** Begin Data provided **

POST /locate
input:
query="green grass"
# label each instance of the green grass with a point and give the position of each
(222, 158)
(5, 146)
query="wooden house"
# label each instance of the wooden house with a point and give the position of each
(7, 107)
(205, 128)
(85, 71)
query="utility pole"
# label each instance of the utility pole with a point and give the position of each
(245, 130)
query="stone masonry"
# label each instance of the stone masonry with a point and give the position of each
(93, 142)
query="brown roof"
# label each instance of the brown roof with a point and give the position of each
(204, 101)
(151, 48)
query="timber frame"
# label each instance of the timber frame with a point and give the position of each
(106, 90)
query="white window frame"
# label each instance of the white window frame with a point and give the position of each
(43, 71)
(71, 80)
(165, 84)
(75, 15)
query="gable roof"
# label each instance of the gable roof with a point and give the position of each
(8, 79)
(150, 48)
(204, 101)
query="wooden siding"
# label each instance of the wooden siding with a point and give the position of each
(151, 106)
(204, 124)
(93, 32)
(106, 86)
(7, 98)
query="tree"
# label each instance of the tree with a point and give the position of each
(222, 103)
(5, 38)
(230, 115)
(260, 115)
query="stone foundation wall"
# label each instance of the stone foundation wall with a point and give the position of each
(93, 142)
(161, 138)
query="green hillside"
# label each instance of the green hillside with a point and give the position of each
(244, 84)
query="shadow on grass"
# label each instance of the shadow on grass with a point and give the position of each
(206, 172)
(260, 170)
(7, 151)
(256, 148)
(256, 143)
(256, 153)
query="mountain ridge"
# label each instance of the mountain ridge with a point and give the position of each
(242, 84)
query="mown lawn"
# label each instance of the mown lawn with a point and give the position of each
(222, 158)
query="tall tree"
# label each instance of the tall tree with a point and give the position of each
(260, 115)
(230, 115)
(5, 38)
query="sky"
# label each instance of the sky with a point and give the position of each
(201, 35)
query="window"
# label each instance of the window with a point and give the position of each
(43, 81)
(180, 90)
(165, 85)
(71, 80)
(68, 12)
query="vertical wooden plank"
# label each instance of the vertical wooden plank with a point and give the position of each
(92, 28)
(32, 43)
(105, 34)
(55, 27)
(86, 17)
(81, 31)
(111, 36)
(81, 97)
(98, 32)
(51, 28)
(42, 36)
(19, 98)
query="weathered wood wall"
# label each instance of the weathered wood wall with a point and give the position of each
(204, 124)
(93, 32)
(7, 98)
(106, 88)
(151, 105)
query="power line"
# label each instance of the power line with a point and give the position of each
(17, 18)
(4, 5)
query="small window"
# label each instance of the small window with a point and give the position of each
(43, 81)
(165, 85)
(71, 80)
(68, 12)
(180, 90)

** End Data provided **

*Given task*:
Locate each line in the material above that contains the word "ridge", and copy those lines out in full.

*Correct output*:
query="mountain ridge"
# label each instance of the mountain ridge with a point and give the position of each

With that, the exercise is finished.